**Extract**

^^^^^^^^^^^^^^^^

Saturday, July 12, 2008

Happy birthday butterflies

What mom thinks that she will spend what should *would* *might* have been their baby's birthday writing about how much she misses her baby? In my new world, probably more than I'd ever have guessed. And as I look out my office window at our beautiful flower garden, I cry for the first time today - made it to after 6 pm. Not too shabby. (I guess) It was lighting the candle that did it. Stupid fucking candle. Doesn't make me miss Shannon any less. Just made me cry.

A few months ago, I embarked on a selfish task. I decided that my son would ask for a butterfly habitat for his birthday because I wanted butterflies. Shannon's dad and I felt an affinity to butterflies after losing Shannon. Don't know why, it was just something we both felt, separately and together. So, someone actually bought the habitat (we actually got 2). And we diligently sent away for the caterpillars and did all the stuff that we were supposed to do and waited for them to be butterflies.

We went away yesterday, because I didn't want to be at work because I just didn't want to be there on the day before Shannon's birthday and I should be on maternity leave and I just didn't want to be there. We went to an amusement park, and we had fun. Because pregnant people can't ride roller coasters. And even if my brother-in-law thought it was appropriate to tell us about his friend's colicky new daughter. Whatever...

So, when we got back today, we found butterflies. All of them (5) hatched. All of them were alive. I guess it's nice to know that something was born alive on the day that I would *might* have been enjoying mediocre grilled cheese sandwiches at the hospital and marveling at my beautiful daughter, who would have looked an awful lot like Sean, because she did in February, when she showed up way too early and not in the least bit alive. I'd like to believe that Shannon sent me some butterflies today, becaused I'd like to believe that she's the kind of girl that would send a sad mommy something to remember her baby girl.

Shannon - happy due date. I wish you were here with me and daddy and Sean. We miss you every day. And we love you. Mommy sends you hugs and kisses on butterfly wings. With all my heart...

Friday, July 4, 2008

Grief across the lines

These letters appeared in the Washington Post, in Carolyn Hax's column, back in March, shortly after Shannon died. The first deals with the grief of a family, following the death of a family member, and the sheer exhaustion that results from the well-meaning 'intrusions' of friends and family, into someone's suffering and dying and the family's grief. It resonated with me because the process, and the feelings, don't seem so different than what a family that has lost a baby goes through. Of course, the situation is different because Shannon didn't have a circle of friends that went through the dying process with her, but the exhaustion and the grief felt by the family that was left to forever carry her loss with them while the rest of the world moved on, still is....

The second deals with someone who was diagnosed with cancer and was dealing with the fact that none of his/her friends wanted to address the simple reality that they might die and that there were things that the friends could do to help the sick person in dealing with that eventuality. Avoidance of other people's grief and need is wrong. It is also all too common. The family of a deadbaby deals with a lot of the same denial and outright avoidance from their friends. At the time of Shannon's loss, I was feeling it quite acutely. I still feel it today, but it is a lower level hurt, like that white noise hum, it's always there, but I don't always notice it.

^^^^^^^^^^^^^^^^

**Data supplied**
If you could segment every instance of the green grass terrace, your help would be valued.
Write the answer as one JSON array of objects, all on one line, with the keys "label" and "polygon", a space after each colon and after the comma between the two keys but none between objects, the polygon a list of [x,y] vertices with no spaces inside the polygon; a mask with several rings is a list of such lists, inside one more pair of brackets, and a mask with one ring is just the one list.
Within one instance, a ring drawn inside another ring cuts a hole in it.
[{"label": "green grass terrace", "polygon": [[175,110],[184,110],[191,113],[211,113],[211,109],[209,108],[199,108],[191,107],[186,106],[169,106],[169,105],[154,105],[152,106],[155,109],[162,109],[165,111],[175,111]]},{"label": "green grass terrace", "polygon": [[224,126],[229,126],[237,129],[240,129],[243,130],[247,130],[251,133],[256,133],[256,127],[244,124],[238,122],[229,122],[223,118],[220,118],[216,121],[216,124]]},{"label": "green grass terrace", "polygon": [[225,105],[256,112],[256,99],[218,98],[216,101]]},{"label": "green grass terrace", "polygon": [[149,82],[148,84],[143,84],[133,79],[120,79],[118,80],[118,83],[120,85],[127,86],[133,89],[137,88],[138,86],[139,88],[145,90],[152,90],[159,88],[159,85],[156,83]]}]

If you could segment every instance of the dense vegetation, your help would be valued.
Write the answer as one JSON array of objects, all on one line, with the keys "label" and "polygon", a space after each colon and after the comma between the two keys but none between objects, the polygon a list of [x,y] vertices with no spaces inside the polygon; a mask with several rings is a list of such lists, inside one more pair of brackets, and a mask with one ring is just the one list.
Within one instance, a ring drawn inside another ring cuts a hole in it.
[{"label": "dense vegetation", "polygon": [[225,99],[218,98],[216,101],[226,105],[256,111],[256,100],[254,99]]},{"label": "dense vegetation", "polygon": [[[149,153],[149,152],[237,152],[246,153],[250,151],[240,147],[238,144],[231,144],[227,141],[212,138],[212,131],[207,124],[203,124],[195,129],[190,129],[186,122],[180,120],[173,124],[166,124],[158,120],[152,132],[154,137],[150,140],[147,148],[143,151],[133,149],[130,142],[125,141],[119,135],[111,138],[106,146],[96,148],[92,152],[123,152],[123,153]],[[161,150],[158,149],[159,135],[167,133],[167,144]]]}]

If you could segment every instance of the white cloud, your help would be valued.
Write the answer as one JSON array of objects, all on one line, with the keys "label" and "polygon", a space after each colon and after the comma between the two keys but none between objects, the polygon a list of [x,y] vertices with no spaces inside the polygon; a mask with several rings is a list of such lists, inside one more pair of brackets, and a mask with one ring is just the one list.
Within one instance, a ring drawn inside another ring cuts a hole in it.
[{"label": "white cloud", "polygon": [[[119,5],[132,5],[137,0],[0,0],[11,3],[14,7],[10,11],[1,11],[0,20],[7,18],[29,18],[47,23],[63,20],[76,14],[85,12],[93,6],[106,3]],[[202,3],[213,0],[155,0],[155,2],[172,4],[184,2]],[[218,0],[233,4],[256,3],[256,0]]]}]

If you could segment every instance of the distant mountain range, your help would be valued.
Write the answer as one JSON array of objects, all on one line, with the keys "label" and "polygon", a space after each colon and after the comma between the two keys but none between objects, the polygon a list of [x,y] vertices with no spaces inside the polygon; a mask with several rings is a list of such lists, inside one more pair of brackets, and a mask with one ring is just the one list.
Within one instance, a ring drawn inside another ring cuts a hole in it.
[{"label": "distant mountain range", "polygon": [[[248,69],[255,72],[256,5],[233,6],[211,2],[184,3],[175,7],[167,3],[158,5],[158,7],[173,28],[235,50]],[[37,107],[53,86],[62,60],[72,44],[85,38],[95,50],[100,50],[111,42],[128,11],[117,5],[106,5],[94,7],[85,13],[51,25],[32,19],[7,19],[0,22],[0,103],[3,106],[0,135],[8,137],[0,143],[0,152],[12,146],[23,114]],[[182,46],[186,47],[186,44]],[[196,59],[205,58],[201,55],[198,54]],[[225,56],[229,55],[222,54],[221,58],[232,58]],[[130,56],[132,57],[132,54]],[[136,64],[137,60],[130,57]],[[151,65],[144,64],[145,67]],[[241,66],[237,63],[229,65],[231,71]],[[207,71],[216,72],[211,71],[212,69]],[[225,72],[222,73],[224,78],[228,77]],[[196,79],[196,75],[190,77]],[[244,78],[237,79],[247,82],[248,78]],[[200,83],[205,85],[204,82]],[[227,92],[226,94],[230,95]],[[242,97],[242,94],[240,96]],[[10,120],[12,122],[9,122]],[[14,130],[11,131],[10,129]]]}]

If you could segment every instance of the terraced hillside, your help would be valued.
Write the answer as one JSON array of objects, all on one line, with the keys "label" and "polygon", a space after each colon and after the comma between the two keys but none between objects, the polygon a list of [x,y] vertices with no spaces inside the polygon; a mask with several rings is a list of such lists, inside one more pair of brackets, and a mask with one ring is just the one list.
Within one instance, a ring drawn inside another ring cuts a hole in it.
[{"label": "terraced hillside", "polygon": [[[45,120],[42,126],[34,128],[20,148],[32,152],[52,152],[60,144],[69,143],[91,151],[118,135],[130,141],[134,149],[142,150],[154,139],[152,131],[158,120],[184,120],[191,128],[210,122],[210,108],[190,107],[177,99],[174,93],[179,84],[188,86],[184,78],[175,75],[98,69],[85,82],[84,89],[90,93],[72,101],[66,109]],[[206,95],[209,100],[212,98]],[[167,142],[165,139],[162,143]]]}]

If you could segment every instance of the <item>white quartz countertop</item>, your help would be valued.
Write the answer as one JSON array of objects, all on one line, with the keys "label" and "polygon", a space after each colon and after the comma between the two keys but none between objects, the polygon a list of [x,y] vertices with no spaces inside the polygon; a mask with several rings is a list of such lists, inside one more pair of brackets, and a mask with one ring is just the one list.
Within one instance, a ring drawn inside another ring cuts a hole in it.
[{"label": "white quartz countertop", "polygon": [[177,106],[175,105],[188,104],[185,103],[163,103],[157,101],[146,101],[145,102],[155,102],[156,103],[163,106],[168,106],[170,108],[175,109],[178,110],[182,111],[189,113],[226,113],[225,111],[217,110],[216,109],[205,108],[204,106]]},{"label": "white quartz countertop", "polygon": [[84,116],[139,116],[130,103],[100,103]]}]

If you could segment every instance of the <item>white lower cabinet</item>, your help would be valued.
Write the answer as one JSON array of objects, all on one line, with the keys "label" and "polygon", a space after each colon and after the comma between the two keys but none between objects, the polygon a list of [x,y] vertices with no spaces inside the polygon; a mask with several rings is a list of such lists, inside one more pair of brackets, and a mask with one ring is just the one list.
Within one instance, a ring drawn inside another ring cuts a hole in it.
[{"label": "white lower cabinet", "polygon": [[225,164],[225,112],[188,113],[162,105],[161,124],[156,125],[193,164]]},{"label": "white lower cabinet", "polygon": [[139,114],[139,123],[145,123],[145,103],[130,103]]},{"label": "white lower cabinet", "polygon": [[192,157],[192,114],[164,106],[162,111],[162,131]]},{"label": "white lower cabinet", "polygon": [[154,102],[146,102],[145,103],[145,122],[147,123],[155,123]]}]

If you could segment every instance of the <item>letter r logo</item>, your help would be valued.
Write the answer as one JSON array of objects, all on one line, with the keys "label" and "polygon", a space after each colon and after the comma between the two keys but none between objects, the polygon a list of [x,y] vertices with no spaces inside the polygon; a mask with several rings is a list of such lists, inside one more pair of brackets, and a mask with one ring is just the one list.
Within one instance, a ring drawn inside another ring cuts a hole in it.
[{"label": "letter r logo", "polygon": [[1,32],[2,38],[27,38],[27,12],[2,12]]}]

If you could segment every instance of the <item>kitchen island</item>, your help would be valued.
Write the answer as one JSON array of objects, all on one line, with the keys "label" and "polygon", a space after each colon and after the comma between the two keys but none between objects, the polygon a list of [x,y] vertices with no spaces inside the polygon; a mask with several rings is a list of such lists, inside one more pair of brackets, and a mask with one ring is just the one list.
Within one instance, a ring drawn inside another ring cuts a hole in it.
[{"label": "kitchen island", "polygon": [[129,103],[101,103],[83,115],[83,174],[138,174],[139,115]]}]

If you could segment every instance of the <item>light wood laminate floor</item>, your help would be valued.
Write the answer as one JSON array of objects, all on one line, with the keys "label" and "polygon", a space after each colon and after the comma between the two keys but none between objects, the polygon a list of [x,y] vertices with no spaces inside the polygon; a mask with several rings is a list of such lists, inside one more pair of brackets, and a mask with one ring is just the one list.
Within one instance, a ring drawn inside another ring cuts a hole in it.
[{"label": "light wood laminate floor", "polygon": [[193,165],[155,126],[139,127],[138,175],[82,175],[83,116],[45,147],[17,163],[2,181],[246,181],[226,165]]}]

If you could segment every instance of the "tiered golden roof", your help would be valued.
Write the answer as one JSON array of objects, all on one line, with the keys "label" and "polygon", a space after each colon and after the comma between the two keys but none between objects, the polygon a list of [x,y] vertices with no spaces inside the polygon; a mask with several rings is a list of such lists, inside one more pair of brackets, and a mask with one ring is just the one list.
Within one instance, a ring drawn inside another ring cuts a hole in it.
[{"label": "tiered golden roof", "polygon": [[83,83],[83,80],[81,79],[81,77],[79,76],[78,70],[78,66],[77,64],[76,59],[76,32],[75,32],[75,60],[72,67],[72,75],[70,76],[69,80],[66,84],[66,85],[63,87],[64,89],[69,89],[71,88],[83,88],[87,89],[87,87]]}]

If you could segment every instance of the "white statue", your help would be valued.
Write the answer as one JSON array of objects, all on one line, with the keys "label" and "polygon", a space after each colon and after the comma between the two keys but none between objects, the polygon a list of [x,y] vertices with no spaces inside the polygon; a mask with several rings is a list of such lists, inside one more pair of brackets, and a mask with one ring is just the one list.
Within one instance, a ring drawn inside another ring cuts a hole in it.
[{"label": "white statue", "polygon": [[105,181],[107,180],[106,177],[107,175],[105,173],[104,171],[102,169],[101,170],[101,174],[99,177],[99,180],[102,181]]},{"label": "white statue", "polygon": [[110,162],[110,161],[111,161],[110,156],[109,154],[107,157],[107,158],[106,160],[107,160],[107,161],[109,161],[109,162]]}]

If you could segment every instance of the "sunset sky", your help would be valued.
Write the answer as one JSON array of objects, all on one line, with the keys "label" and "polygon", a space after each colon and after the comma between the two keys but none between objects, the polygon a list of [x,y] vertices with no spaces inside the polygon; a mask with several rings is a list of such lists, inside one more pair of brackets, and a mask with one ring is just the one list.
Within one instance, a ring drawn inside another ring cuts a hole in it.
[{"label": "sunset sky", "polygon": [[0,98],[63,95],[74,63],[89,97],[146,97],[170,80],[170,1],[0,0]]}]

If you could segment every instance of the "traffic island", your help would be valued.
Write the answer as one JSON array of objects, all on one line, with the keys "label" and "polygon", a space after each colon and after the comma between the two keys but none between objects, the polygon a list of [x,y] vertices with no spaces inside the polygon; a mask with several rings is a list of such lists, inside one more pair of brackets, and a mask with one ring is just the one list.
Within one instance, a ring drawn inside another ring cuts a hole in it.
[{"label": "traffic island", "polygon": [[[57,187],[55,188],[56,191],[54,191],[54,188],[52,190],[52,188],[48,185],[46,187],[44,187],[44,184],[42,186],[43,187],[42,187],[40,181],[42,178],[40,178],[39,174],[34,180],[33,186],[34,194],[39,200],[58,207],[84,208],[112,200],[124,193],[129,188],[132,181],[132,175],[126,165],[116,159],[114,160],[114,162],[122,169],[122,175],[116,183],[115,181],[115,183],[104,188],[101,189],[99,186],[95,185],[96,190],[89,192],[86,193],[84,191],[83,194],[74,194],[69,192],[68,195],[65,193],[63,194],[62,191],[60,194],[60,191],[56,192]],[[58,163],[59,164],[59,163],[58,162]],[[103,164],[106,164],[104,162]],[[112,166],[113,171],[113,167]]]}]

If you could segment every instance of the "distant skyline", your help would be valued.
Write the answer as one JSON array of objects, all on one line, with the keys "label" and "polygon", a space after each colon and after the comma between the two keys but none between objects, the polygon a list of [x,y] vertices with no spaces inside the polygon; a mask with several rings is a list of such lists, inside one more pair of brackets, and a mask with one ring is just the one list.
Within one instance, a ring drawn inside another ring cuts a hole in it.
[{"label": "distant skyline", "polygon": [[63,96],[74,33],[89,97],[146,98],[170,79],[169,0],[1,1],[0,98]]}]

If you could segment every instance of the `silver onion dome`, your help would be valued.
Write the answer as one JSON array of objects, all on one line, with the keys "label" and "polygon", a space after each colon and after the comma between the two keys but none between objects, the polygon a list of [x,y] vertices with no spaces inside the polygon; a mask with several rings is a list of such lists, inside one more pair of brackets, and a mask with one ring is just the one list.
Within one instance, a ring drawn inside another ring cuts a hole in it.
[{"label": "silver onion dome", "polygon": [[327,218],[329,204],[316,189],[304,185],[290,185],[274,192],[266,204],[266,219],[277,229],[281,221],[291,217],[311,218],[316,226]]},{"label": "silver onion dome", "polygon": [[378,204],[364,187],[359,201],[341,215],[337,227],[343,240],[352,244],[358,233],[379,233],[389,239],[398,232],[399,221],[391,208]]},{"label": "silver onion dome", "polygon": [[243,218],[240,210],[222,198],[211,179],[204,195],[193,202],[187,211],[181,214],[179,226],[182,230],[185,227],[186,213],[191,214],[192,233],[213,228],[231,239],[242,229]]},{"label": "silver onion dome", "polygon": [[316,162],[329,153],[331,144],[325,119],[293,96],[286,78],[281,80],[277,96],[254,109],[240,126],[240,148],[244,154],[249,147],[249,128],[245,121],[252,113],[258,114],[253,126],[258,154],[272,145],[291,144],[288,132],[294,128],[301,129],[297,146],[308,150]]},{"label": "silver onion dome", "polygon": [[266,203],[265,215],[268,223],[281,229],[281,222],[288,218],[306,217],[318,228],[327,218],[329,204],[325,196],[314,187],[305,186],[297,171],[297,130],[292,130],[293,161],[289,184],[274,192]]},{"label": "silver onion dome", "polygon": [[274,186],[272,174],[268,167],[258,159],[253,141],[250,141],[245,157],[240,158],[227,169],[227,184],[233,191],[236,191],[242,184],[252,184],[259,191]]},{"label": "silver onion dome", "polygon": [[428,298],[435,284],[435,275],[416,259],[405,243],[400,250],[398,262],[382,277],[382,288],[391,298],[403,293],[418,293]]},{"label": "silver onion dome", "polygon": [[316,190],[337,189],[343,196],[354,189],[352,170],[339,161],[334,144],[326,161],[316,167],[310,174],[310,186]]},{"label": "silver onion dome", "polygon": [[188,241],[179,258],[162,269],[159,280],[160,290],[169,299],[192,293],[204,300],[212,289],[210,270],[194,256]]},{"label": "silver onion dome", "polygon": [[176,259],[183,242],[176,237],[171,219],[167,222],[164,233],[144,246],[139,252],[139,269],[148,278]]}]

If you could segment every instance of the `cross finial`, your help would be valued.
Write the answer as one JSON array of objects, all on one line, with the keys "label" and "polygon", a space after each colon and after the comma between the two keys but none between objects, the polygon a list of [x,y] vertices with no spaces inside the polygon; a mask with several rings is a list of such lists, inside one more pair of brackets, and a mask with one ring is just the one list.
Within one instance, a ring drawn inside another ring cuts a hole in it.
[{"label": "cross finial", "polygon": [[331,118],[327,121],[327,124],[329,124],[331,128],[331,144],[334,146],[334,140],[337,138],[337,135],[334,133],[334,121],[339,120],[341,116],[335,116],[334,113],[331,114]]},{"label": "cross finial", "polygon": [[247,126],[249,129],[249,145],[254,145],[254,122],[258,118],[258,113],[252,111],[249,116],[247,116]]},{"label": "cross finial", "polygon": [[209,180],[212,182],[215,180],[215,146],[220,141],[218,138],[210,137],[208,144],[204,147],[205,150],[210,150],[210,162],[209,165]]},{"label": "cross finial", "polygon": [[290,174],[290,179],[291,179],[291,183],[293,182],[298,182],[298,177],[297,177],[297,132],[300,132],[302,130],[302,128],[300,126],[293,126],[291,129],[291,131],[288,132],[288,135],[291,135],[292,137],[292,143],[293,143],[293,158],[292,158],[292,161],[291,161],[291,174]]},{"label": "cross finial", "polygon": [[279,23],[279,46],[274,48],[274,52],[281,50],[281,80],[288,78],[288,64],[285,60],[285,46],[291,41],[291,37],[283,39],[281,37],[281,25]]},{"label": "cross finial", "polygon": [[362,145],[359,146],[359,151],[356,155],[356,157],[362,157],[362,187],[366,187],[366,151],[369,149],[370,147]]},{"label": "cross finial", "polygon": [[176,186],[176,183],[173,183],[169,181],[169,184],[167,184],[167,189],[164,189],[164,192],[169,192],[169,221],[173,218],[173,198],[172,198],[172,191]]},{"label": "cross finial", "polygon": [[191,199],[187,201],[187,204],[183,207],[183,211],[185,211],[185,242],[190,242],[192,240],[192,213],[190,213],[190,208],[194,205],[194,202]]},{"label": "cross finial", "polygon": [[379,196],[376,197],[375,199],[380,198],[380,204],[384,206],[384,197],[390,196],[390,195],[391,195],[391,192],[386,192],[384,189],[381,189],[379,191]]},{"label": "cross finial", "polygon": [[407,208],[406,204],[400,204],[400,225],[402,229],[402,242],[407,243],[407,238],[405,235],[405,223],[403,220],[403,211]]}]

^^^^^^^^^^^^^^^^

Continue the blog about grieving the stillborn daughter Shannon, starting right after its final sentence.

**Output**
*******
¿ On the other victims of terminal illness, the caregivers:

My mother died last year from cancer. Most people refused to believe she was dying. My mother knew a lot of people and had many friends and admirers. Of course, they all cared about her and wanted to be supportive and see her. My dad and I bent over backward trying to accommodate everyone. We were trying to do the "right" thing. If I had it to do again, my father and I agree that we would limit if not outright bar visits in those last few months.

While people's intentions are good, they need to recognize that sometimes their presence is more of a burden or outright detriment to the ill person's well-being. My mother had to summon extra energy to appear "well" and reassure people.

My mother's best, best, best friend is a wonderful woman whom I still respect and adore. However, she practically demanded access and if we tried to politely sidestep, she would just show up at our house at 10 p.m. trying to "catch" my mother. She would then stay while being completely oblivious to my mother's fatigue. Our friend was scared and wanted to be present. We understood that. Truthfully, though, she was also being selfish. She needed the comfort of seeing my mother, but that's not what my mother needed.

As politely as he could, my father finally had to tell my mother's best friend and her husband that my mother really needed more rest time. Her best friend had her nose completely out of joint because of this. The husband, however, understood and intervened on our behalf.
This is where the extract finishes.